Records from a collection
* * *
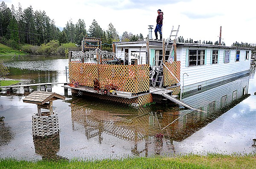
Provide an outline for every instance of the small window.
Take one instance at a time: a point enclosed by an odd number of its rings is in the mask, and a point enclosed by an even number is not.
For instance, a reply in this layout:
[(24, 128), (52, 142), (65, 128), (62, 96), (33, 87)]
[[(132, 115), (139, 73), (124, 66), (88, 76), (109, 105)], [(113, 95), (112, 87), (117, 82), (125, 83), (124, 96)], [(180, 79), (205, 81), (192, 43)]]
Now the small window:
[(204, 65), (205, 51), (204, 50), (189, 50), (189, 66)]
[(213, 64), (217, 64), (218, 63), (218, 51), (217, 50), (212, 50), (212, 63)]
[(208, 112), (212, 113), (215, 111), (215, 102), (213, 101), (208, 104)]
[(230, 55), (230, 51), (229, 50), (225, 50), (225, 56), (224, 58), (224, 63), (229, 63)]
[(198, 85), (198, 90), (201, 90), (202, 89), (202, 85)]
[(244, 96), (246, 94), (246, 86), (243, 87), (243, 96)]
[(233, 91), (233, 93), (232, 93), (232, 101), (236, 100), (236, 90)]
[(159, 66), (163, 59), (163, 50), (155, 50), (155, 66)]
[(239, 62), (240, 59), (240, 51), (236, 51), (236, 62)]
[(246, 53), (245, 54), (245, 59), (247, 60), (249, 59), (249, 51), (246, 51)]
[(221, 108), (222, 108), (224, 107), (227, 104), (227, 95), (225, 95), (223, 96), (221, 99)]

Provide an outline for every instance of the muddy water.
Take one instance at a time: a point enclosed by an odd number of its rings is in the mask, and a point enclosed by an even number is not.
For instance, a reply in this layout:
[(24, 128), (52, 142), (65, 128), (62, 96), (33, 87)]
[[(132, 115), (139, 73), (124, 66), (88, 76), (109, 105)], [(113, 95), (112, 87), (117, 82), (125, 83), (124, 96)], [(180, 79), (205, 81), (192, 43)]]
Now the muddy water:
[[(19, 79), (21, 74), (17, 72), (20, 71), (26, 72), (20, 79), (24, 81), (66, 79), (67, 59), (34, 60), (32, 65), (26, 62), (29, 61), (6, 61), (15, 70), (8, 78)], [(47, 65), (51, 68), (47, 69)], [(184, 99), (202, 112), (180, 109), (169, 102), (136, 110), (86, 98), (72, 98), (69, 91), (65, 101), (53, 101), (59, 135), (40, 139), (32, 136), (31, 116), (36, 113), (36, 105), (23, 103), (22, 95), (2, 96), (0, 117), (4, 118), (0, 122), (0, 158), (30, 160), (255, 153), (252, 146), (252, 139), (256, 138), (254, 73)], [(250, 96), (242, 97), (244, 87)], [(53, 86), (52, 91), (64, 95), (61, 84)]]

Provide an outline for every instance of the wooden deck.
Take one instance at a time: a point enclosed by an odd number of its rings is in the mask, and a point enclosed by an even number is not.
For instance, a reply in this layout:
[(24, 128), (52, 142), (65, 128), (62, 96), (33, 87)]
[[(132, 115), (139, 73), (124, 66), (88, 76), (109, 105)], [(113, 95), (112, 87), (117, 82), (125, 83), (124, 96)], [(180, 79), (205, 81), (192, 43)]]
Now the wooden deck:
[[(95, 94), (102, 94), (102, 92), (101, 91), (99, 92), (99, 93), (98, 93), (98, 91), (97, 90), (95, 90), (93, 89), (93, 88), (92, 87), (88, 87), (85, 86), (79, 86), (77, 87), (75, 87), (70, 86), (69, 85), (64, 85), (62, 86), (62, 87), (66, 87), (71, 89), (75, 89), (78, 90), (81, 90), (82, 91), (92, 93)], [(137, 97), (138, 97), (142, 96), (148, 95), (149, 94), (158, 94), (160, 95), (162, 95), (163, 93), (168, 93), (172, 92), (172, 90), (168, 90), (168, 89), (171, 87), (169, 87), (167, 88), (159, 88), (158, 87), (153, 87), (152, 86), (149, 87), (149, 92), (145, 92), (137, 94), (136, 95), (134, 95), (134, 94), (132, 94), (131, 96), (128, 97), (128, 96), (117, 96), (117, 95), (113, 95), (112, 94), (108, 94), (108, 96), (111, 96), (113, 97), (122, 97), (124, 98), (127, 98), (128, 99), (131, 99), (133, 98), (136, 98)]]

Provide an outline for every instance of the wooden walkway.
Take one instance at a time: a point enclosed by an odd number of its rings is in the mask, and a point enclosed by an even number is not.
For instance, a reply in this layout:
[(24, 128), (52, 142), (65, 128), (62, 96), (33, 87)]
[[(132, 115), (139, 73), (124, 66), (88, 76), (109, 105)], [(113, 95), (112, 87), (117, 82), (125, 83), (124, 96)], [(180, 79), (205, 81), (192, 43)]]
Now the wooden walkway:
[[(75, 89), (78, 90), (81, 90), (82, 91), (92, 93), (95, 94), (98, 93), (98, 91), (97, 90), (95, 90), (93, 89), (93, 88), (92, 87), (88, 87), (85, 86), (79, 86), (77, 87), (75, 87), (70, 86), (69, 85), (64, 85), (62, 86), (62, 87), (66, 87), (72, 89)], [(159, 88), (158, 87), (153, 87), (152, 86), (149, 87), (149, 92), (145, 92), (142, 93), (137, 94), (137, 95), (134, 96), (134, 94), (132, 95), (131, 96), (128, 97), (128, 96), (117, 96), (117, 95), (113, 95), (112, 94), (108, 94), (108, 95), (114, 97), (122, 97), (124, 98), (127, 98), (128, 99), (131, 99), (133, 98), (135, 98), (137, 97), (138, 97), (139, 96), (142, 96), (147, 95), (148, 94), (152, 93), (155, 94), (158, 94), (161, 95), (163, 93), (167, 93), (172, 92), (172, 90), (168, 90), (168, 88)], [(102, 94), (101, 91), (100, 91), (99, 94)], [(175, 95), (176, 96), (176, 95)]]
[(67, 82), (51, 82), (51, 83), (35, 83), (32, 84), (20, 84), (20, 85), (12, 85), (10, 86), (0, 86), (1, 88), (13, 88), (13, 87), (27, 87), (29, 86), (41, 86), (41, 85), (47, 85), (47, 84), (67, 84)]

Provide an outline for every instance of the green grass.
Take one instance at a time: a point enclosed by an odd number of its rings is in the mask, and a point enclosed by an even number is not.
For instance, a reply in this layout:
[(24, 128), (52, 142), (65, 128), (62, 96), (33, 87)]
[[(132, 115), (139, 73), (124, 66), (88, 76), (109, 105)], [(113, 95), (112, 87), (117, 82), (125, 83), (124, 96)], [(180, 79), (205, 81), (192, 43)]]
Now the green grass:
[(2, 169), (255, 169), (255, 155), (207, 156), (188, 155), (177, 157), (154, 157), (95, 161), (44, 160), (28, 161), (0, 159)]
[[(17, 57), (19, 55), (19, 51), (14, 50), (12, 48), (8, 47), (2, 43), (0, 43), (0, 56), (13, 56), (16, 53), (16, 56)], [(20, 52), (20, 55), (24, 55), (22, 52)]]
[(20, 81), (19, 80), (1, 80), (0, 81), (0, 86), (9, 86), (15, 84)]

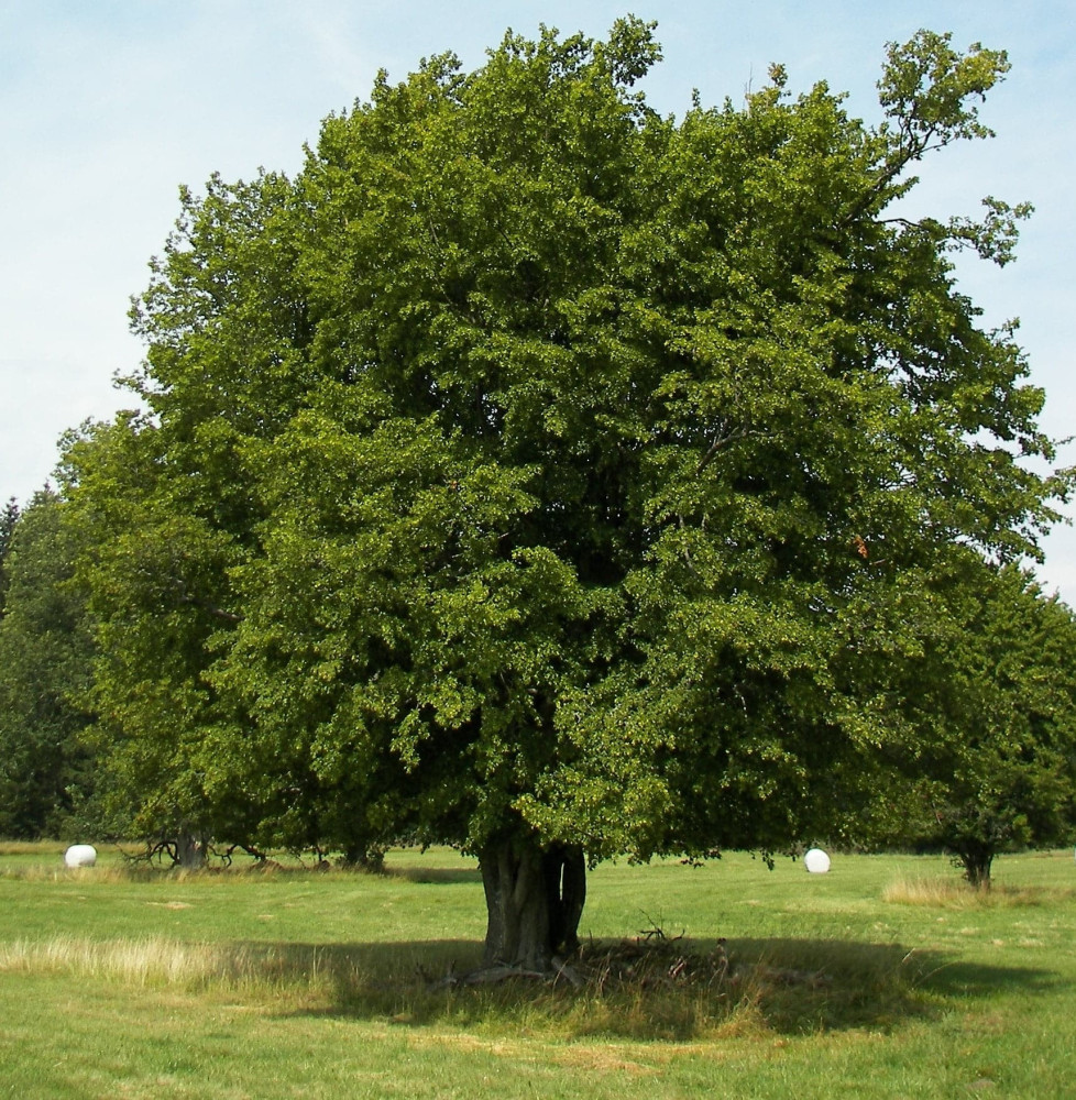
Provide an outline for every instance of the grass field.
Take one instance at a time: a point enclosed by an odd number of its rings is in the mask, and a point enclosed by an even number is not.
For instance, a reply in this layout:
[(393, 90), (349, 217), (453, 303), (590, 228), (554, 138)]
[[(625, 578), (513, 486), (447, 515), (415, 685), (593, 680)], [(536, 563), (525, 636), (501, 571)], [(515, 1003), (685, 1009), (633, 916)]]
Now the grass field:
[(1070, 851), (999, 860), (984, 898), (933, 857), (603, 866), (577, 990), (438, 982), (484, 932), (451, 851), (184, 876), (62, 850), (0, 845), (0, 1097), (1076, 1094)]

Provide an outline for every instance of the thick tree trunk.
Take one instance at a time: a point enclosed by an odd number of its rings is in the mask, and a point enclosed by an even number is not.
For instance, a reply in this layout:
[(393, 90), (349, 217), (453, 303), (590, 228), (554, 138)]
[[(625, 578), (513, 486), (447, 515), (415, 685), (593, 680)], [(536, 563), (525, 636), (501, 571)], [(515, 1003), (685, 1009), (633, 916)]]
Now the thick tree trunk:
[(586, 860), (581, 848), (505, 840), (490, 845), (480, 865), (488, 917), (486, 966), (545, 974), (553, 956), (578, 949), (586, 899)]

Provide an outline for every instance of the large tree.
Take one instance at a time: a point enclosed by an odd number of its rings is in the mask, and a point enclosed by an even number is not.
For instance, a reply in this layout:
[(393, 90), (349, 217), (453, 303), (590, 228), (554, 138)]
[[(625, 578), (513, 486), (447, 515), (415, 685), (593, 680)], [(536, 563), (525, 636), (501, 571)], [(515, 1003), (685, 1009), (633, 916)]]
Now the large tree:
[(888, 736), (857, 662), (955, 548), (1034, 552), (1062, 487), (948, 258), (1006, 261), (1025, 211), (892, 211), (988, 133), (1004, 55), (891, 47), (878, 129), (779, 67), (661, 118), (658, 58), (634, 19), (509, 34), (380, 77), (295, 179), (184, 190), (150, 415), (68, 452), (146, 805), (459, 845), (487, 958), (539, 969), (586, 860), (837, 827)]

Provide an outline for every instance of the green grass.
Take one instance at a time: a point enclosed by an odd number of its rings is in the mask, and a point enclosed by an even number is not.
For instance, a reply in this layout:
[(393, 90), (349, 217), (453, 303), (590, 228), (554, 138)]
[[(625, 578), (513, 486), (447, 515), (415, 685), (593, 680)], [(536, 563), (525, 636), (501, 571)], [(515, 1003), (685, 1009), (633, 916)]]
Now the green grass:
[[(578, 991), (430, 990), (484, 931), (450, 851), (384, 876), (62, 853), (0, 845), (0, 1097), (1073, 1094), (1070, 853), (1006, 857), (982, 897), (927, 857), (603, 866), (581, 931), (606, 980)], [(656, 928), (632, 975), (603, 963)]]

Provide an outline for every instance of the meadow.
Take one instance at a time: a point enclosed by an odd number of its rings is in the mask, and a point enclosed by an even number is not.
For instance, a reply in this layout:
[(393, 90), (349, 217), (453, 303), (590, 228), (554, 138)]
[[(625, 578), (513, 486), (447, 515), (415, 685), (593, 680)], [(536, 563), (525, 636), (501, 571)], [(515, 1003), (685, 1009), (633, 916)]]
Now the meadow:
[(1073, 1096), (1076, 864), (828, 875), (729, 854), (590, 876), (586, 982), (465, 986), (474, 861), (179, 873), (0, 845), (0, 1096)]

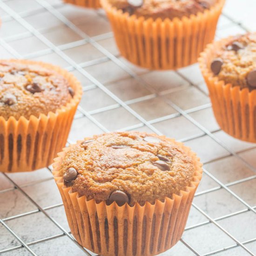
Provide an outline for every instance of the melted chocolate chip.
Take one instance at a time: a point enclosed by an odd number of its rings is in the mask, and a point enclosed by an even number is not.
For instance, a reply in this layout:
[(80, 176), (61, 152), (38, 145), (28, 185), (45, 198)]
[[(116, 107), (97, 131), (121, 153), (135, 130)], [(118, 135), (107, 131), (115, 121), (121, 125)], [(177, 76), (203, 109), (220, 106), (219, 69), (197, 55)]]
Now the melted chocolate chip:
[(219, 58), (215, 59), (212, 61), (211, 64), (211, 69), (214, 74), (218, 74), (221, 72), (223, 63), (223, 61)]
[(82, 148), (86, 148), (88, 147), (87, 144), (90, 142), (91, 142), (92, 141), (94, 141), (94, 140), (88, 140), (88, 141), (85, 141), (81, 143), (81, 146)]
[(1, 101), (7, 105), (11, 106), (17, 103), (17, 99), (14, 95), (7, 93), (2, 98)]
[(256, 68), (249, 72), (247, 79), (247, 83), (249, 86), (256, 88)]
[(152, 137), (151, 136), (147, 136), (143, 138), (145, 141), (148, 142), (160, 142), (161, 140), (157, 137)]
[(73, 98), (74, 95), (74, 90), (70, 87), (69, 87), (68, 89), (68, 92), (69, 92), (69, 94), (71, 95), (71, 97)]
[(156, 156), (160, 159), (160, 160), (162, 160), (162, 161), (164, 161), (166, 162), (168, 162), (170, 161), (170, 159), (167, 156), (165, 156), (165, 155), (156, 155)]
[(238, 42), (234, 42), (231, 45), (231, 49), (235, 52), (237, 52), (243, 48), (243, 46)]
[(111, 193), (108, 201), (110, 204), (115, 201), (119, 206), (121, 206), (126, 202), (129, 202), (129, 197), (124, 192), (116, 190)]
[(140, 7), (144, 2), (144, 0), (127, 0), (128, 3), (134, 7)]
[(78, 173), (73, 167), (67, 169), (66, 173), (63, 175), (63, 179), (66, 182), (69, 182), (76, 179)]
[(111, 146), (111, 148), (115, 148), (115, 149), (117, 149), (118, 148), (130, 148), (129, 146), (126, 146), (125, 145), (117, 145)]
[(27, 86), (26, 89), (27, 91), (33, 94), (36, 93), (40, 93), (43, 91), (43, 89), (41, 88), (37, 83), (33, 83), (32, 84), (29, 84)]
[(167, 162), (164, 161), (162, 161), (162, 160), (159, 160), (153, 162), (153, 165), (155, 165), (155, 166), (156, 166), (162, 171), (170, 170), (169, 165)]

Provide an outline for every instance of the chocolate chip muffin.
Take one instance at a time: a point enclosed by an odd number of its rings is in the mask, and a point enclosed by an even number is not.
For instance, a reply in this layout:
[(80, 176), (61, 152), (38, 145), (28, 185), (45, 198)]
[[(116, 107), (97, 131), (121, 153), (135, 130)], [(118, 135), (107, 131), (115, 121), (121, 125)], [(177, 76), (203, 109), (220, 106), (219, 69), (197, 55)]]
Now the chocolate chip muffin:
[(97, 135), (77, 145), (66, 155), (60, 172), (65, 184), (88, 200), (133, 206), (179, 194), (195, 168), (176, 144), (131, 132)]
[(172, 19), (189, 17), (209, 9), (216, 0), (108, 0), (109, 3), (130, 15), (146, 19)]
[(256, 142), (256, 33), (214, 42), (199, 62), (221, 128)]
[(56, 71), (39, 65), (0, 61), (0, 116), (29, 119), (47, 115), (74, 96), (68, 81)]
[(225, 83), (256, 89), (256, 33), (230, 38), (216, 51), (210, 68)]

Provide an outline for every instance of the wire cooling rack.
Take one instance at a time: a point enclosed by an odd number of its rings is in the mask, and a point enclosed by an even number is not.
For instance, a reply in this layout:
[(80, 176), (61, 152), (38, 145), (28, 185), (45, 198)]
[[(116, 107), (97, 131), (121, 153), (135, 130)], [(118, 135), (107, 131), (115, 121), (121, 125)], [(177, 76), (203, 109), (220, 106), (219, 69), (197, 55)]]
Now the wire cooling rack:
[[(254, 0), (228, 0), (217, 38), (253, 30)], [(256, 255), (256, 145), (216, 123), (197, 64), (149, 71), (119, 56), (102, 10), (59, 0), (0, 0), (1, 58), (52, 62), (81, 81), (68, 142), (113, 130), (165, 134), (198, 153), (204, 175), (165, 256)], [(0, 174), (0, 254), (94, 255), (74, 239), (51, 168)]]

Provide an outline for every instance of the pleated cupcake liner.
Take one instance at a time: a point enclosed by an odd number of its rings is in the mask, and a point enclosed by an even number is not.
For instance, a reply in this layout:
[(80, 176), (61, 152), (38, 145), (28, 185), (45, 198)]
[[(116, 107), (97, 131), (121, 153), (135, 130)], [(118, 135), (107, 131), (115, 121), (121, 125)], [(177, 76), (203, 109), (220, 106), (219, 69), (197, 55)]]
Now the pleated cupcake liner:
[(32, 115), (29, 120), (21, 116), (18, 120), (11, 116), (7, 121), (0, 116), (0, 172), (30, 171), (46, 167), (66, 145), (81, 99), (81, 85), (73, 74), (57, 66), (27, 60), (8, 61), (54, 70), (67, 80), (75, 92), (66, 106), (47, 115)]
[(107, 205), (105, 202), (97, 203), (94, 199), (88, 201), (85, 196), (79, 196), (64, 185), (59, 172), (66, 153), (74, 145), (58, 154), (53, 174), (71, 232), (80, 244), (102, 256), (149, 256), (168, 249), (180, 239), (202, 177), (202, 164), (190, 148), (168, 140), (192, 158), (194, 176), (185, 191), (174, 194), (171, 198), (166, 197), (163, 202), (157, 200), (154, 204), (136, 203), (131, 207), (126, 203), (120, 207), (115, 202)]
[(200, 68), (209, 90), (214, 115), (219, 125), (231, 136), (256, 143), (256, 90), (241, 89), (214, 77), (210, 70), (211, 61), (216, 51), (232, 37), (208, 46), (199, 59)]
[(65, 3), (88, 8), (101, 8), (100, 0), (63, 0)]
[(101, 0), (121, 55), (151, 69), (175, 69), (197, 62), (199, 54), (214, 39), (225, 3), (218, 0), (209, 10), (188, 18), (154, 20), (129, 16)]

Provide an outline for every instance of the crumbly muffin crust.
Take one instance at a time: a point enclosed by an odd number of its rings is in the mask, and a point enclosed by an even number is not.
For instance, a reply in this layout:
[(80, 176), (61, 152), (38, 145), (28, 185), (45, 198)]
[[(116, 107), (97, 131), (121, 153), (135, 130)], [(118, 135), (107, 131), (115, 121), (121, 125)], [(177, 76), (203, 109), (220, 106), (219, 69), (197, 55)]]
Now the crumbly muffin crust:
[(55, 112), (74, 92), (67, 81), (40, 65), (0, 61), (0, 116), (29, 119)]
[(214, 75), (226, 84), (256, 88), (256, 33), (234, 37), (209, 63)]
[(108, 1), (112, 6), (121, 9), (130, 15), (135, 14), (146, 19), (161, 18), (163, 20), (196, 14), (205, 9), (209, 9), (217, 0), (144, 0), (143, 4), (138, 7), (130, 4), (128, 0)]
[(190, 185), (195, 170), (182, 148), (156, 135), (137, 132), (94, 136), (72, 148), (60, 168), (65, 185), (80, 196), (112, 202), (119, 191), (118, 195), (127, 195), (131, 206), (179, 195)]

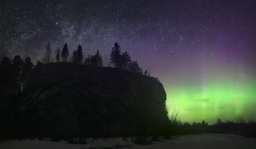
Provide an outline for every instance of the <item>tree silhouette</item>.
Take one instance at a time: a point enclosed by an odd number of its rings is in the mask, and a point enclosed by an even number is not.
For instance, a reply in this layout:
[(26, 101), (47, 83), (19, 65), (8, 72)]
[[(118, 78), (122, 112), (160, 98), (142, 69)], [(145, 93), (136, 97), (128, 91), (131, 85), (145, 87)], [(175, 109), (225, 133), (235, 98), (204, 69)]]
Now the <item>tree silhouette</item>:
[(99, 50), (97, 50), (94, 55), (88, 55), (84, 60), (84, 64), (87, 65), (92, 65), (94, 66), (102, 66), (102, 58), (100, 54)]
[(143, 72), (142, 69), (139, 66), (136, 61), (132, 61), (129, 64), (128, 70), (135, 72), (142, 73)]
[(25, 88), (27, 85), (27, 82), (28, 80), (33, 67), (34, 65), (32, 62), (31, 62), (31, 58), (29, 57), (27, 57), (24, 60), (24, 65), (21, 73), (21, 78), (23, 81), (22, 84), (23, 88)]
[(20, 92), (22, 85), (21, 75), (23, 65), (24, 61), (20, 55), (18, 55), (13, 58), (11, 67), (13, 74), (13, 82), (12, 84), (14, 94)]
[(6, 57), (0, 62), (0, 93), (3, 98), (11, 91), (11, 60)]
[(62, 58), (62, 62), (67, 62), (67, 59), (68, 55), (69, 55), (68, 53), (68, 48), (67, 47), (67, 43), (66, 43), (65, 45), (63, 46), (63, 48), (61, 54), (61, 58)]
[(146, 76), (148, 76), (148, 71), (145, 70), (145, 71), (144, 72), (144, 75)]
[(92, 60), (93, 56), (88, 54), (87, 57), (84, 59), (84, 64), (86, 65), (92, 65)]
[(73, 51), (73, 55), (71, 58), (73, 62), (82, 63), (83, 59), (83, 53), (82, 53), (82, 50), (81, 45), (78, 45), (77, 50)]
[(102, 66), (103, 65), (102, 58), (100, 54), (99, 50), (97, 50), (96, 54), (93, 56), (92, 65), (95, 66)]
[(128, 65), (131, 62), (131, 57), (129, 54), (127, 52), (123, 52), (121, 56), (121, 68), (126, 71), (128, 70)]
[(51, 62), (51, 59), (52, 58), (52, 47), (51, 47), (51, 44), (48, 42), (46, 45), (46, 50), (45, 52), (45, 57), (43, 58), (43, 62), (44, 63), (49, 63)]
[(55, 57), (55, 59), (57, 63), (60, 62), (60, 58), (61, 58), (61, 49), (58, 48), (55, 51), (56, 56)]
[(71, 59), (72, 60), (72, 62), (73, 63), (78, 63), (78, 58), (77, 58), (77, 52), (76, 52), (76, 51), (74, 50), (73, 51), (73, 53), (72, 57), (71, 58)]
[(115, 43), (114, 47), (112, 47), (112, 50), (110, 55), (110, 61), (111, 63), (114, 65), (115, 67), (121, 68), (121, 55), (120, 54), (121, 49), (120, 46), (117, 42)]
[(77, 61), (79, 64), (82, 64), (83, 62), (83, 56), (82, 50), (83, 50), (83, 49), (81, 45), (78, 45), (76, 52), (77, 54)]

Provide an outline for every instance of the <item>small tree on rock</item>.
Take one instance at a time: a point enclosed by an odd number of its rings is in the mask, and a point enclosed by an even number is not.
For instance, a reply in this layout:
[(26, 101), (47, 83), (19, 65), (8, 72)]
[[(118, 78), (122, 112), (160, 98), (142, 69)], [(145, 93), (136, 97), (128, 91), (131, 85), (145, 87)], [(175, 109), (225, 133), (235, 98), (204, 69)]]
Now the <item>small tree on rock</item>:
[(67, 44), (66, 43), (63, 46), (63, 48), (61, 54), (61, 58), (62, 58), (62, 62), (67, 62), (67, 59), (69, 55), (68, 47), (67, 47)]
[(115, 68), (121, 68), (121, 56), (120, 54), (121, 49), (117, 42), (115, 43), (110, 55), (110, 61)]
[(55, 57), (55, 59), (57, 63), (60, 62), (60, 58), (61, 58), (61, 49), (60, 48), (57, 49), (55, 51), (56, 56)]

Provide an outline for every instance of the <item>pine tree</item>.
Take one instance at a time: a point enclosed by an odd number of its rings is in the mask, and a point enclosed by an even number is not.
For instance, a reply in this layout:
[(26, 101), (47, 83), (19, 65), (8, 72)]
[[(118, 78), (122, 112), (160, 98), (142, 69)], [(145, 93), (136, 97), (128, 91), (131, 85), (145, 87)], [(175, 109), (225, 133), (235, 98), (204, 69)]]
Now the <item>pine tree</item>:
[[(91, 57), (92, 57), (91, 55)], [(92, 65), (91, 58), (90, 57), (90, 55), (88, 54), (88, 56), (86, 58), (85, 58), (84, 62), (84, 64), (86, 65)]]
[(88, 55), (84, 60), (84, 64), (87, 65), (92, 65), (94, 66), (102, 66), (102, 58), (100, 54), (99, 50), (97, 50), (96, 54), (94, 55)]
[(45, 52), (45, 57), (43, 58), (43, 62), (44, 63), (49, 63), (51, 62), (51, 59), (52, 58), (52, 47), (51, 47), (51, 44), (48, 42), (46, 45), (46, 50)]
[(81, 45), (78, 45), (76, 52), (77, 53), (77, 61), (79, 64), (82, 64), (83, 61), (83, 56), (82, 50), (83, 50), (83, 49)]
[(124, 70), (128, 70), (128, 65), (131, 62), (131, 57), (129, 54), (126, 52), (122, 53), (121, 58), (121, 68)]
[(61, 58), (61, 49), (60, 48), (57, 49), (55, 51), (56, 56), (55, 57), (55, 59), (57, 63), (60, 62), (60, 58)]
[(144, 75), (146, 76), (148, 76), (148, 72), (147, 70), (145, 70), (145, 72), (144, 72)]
* * *
> [Aim of the exercise] Gather each line of the items above that contains the string "meadow". Case counts.

> [Exercise response]
Provide an outline for every instance of the meadow.
Now the meadow:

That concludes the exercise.